* Problems to solve:
a) In the passage about the Pundit's journey, what monastery lay south of the lake?
b) Translate this sentence from the passage about the Pundit's journey into Spanish: "To begin with, it proves that the Pundits never succeeded in going to Nganglaring-tso and Selipuk-gompa, and that no traveller had ever reached these places before I visited them in 1908."
c) From the passage about the Pundit's journey, reproduce the stretch from "The Pundit heard" through "to adjoin Phaiyu-Pooyu.".

-- Start Provided passage --

Several lakes producing salt and borax were passed, and after 9 days to the
S.E. they reached Kinglo, a place on the river Chu-sangpo, which was so large that
it could not be forded during the summer. »This river flows eastward and falls into
the lake called Nala-Ring-cho, or Cho-Sildu, said to be about the same size as the
Mansarowar Lake; it has a small island in the centre. The lake is reported to re-
ceive a large stream from the south, another from the east, and a third from the
north, the latter draining part of the Phaiyu-Pooyu district. The lake is said to have
no exit . . . Then the party went S.W. to the Manasarovar. They followed the course
of the Sangpo-chu (Chu-sangpo) nearly to its source, crossing one very high range
called Nakchail, and another called Riego and finally descending to the Lake Man-
sarowar. The Nakchail and Riego ranges are evidently off-shoots of the Kailas
peak.» ¹

The Pundit heard that south of the lake was a well-known monastery called
Shellifuk, the residence of a great Lama. Still farther south there are some high
snowy peaks and the district Roonjor. North are the districts Gyachun and Girke,
of which the latter was supposed to adjoin Phaiyu-Pooyu.

This passage is both important and interesting. To begin with, it proves
that the Pundits never succeeded in going to Nganglaring-tso and Selipuk-gompa,
and that no traveller had ever reached these places before I visited them in 1908.

-- End Provided passage --
-- Start Provided information --

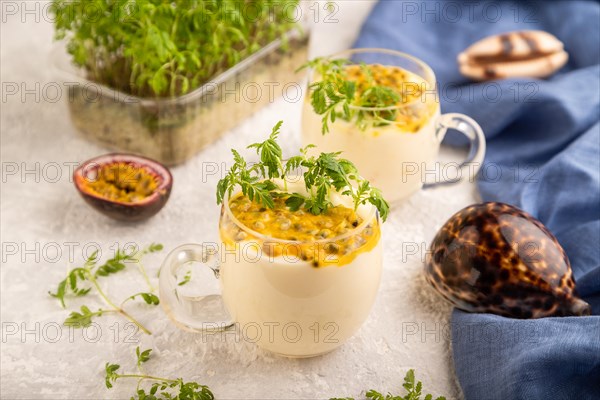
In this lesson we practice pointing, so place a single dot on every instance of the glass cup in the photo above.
(294, 298)
(398, 157)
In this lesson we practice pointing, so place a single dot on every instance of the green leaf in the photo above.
(111, 374)
(142, 356)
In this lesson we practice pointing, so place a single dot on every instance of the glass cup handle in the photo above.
(184, 280)
(469, 168)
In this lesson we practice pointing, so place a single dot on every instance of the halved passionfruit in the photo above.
(125, 187)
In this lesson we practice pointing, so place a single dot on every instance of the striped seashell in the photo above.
(496, 258)
(523, 54)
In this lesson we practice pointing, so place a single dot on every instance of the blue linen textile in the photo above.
(548, 132)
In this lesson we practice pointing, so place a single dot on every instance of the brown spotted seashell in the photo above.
(495, 258)
(521, 54)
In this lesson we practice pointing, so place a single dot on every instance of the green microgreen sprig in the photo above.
(335, 96)
(153, 48)
(161, 388)
(322, 174)
(413, 391)
(81, 280)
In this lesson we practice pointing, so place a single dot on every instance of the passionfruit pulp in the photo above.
(125, 187)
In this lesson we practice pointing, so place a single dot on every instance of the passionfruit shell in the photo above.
(121, 210)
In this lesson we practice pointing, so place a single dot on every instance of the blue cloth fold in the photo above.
(543, 156)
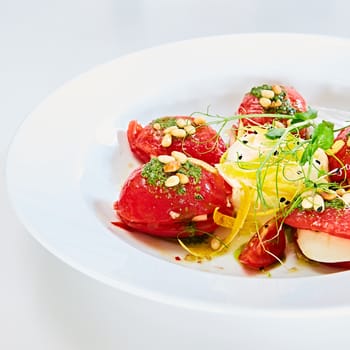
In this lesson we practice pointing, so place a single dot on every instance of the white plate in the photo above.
(65, 166)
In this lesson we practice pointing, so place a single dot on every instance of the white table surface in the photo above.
(45, 304)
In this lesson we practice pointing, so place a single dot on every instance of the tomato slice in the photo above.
(177, 211)
(202, 143)
(266, 247)
(333, 221)
(339, 161)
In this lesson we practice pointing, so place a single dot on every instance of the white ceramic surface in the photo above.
(66, 164)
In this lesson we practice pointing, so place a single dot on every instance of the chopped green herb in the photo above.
(154, 173)
(165, 122)
(191, 170)
(198, 196)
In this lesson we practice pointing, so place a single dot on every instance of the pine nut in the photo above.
(169, 129)
(172, 181)
(318, 203)
(265, 102)
(165, 159)
(174, 215)
(202, 217)
(190, 129)
(346, 198)
(199, 121)
(277, 103)
(276, 89)
(156, 126)
(340, 192)
(178, 133)
(215, 244)
(179, 156)
(337, 146)
(183, 178)
(202, 164)
(172, 167)
(267, 93)
(328, 196)
(166, 140)
(181, 122)
(307, 203)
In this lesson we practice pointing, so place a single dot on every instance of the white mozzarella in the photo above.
(323, 247)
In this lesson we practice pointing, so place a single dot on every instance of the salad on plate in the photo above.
(270, 175)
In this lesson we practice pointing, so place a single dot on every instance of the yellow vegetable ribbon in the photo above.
(217, 244)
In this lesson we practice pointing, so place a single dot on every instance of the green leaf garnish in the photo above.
(323, 137)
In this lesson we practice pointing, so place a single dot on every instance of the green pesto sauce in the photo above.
(191, 170)
(285, 108)
(154, 173)
(165, 122)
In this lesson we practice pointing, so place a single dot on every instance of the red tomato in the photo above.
(263, 248)
(204, 144)
(292, 102)
(333, 221)
(341, 159)
(176, 211)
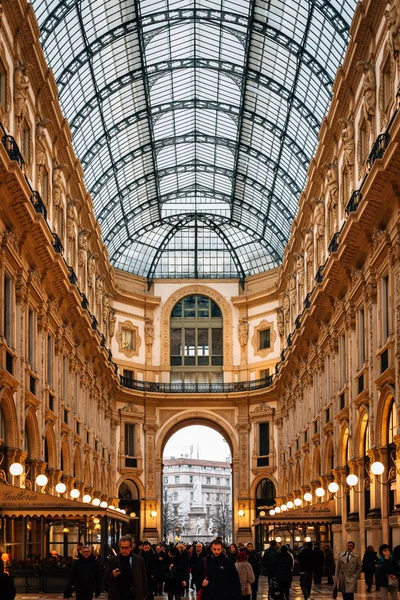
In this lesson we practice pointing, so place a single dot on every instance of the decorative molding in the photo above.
(128, 330)
(255, 340)
(191, 290)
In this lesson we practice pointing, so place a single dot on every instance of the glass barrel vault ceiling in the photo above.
(195, 121)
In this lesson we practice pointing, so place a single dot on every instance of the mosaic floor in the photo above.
(319, 592)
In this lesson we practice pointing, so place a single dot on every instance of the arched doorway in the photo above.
(197, 486)
(129, 500)
(215, 420)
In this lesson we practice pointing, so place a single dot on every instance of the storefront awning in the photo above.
(17, 502)
(321, 513)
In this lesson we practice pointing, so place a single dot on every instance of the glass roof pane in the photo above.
(194, 126)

-- End Provided information --

* Solution set:
a) Shellifuk, the residence of a great Lama.

b) Para empezar, demuestra que los pundits nunca lograron llegar a Nganglaring-tso ni a Selipuk-gompa, y que ningún viajero había llegado jamás a estos lugares antes de que yo los visitara en 1908.

c)
The Pundit heard that south of the lake was a well-known monastery called
Shellifuk, the residence of a great Lama. Still farther south there are some high
snowy peaks and the district Roonjor. North are the districts Gyachun and Girke,
of which the latter was supposed to adjoin Phaiyu-Pooyu.